— BEGIN Stored rows —

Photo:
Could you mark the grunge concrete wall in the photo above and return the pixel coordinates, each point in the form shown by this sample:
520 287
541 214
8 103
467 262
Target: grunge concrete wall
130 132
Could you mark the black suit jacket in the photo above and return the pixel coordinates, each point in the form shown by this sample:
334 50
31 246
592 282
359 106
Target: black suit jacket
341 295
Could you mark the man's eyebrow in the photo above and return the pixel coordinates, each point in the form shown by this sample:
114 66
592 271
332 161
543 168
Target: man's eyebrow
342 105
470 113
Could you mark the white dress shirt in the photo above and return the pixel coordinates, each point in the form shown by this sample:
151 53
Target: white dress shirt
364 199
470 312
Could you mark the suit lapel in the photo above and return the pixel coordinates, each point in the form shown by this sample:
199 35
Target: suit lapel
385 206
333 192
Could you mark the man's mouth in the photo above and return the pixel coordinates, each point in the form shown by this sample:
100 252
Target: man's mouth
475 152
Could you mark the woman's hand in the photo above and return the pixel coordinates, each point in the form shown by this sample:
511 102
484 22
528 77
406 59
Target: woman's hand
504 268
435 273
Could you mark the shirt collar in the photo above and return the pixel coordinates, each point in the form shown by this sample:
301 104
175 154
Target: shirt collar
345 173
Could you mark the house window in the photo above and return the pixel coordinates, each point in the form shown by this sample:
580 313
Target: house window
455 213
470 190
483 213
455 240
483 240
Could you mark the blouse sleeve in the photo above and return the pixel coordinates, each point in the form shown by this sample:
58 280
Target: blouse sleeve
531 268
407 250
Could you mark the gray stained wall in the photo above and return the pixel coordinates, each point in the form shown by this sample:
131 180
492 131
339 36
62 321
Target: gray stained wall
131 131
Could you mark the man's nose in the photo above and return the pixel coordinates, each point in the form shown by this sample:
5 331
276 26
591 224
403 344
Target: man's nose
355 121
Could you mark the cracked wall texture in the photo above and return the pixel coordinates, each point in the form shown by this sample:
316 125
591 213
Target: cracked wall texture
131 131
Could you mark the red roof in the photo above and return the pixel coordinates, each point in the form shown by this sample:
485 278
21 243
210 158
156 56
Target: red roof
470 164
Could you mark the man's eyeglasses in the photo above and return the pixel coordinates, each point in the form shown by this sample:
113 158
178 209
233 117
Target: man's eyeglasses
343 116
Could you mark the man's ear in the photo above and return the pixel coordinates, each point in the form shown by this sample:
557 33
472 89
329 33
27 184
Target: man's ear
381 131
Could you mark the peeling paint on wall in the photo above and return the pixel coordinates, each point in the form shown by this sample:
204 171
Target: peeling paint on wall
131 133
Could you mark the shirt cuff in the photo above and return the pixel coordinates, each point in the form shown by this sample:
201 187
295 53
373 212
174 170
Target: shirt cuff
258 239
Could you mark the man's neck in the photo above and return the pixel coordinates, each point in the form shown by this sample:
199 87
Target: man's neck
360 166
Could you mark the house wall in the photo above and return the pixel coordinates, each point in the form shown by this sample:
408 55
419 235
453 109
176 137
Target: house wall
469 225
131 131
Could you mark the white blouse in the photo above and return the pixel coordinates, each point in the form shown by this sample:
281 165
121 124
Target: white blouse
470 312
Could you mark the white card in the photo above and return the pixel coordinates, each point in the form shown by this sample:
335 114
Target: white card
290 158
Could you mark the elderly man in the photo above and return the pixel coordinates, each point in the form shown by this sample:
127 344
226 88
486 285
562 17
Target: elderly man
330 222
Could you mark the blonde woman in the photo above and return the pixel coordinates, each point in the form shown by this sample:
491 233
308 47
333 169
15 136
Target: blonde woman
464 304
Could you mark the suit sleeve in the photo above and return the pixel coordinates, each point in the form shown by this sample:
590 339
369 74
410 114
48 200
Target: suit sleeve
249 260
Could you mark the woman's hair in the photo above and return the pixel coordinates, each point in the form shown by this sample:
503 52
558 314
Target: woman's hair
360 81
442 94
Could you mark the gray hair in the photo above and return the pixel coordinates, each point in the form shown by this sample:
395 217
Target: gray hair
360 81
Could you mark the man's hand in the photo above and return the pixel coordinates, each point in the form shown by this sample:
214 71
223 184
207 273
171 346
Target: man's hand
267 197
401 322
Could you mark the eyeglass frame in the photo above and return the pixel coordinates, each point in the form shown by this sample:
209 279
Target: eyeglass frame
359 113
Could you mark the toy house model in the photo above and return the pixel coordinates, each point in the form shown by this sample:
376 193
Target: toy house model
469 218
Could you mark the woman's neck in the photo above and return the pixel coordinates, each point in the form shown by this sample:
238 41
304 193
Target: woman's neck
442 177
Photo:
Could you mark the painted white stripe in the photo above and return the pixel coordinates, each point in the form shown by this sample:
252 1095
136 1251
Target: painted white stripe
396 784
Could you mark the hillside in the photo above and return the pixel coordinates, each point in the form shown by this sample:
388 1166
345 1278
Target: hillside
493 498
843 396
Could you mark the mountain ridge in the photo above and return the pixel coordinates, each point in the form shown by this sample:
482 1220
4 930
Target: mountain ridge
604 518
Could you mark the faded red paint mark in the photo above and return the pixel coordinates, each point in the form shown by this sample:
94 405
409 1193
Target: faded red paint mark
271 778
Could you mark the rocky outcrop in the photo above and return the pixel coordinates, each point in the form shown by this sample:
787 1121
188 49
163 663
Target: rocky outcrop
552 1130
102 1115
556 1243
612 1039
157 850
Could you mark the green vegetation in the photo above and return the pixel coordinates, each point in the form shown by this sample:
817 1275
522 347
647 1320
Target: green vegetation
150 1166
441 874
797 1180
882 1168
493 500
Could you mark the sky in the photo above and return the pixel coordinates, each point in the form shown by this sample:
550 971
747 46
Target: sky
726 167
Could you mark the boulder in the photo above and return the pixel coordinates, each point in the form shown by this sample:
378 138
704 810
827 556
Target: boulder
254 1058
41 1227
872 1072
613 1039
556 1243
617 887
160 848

— END Stored rows —

> [Aim]: Transcribe the data above in full, exactly.

> [Answer to this task]:
Photo:
Could you mark the grunge concrete wall in the photo above and return the pixel coordinates, each point in the form shown by this sample:
520 287
541 214
8 103
467 262
Target: grunge concrete wall
130 132
Could you mark the black suit jacket in the photo above and return the pixel coordinates, each point in the form shown by this sample:
334 50
31 246
592 282
359 106
Target: black suit jacket
341 295
Could you mark the man's eyebrow in the photo above and return the pixel coordinates, each point in the form shown by this sample:
114 66
592 271
332 161
543 168
Target: man's eyebrow
342 105
470 113
Could you mark the white dress shirt in the photo above and return the pixel coordinates, each point in the form shown by this sample:
151 53
Target: white dress shirt
364 199
470 312
Could you mark the suit lapel in the photo above and return the pixel coordinates, each point in the form shown by this sample:
199 35
Target: suit lapel
385 206
333 192
Could you mark the man's mouth in the photo above and return the pixel coordinates, each point in the form shown by this sample:
100 252
Target: man's mouth
475 152
Could you mark the woman's hand in the photo above and return the pixel coordinates, each point in the form shown by this sample:
511 102
484 22
528 77
406 59
Target: woman's hand
504 268
435 273
Could you mark the shirt collar in the photo above and return the pixel coordinates, each point in the form shown by this sample:
301 104
175 154
Target: shirt collar
345 173
Could you mark the house window in the photo above and return the pixel coordinates, each point in the form shown by this sample:
580 313
Target: house window
455 213
470 190
483 213
455 240
483 240
Could you mark the blouse sleeve in the photo above and return the pixel coordinates, each point in the form shown by this sample:
58 280
Target: blouse sleeve
531 268
407 250
Could you mark the gray stained wall in the photo above and return the pixel coordinates, each point in the form shown by this sample:
131 180
492 131
339 36
62 321
Target: gray stained wall
131 131
Could you mark the man's nose in the photo above and return the pixel coordinates, each point in the form shown by this sample:
5 331
276 26
591 224
403 344
Target: man's nose
355 121
Could you mark the cracked wall texture in the photo above and return the pixel coordinates, each point in the form shown by this sample:
316 125
591 213
Target: cracked wall texture
131 131
Could you mark the red roof in the photo above and return the pixel coordinates, each point in the form shown by this sample:
485 278
21 243
210 158
156 56
Target: red roof
470 164
Could you mark the man's eyeglasses in the photo above and return the pixel coordinates, each point in the form shown by this sample:
113 158
178 209
233 117
Target: man's eyeglasses
343 116
Could you mark the man's ear in the photo above and return the pixel coordinates, each point in the form shown by this sample:
557 33
472 89
329 33
27 184
Target: man's ear
381 131
Could you mark the peeling paint on wall in the photo above and return the pixel coordinates, each point in the form shown by this sample:
204 171
Target: peeling paint on wall
131 133
Could you mark the shirt cuff in the photo above and return the pixel coordinates, each point in the form shown by this sample:
201 187
295 53
373 212
174 170
Target: shirt cuff
258 239
Could you mark the man's neck in the photo above and return the pixel coordinates, each point in the form shown by this sample:
199 87
Target: man's neck
360 166
Could you mark the house wall in the photo above and return the pixel coordinates, each point in the form shown by this sample:
408 55
419 235
453 109
176 137
Target: house wall
469 225
131 131
Could you mark the white blouse in the photo above and return the pixel coordinates, each point in the form shown by this sample:
281 165
121 124
Target: white blouse
470 312
Could you mark the white card in the photo above and return the pixel coordinates, each point in the form shown by this sample:
335 114
Target: white card
290 158
Could you mark the elderly man in the photo above and return the pixel coordinates, each point in the form shown by this sample:
127 344
226 88
486 285
562 17
Target: elderly man
330 222
Could you mark the blonde woman in the photo above and return the pixel coordinates, each point in the form shown by this sample:
491 233
308 47
333 169
15 136
Target: blonde woman
464 304
Could you mark the suit sleeve in the photo above and return the pixel coordinates, each point in the form shown by this sample:
590 339
369 74
410 114
48 200
Target: suit sleeve
249 260
Could you mark the woman's hair in the photo above and return the pixel coordinates, each point in the form shown by this sample:
503 52
558 314
Target: woman's hair
360 81
442 94
Could you mark the gray hair in the photo above and return the pixel coordinates, each point in the form shown by this sample:
395 217
Target: gray hair
360 81
Could you mark the man's hand in the photo above and return the pixel coordinates, each point in the form shown by this sample:
214 71
223 184
207 273
171 346
Target: man's hand
267 197
401 322
Could you mark the eyeglass frame in the photo above and return the pixel coordinates, each point in the form shown by this sample:
209 279
Target: eyeglass frame
359 113
Could you mark the toy house model in the photo above and return the pixel coordinates, each point in the form shown by this sample:
376 193
Target: toy house model
469 218
Could you mark the woman's neck in the photo above and return the pixel coordinates, each point in the form shown by this sample:
238 41
304 193
Target: woman's neck
442 177
Photo:
Could you mark the painted white stripe in the photo above and return the pixel coordinates, each point in the form shown by this sample:
252 1095
136 1251
Target: painted white stripe
396 784
Could you mark the hillside in the photo above and return the pixel coordinates, each point in the form shown by this sample:
388 1166
345 1278
Target: hillside
493 498
843 396
Could you mark the mountain ridge in the photo above and return the pixel coordinates, each point in the form shown by this sample:
482 1220
4 930
Target: mountain ridge
604 518
Could you mark the faded red paint mark in the photo above and return the pixel coordinates, each point in the form shown by this sample:
94 405
409 1193
Target: faded red paint mark
271 778
Could you mark the rocky outcrop in the photo above and return the pixel coordinates, each point in the form shown by this sample:
787 1121
188 49
163 663
Target: rocky outcrop
552 1130
102 1115
556 1243
612 1039
157 850
Could you mark the green vegetation in the photo above and return the pixel coordinates, each point in the form shown by this sample:
817 1275
522 347
647 1320
Target: green vegetation
150 1166
441 874
797 1180
882 1168
493 500
Could you mark the sky in the photo above and return the pixel coordinates, each point in the form shown by this sample:
550 971
747 46
Target: sky
726 167
Could you mark the boulder in the photo above and return the pixel coordinates, each point in the form shown by this sample:
378 138
704 810
827 556
Target: boulder
254 1058
41 1227
872 1072
613 1039
556 1243
617 887
160 848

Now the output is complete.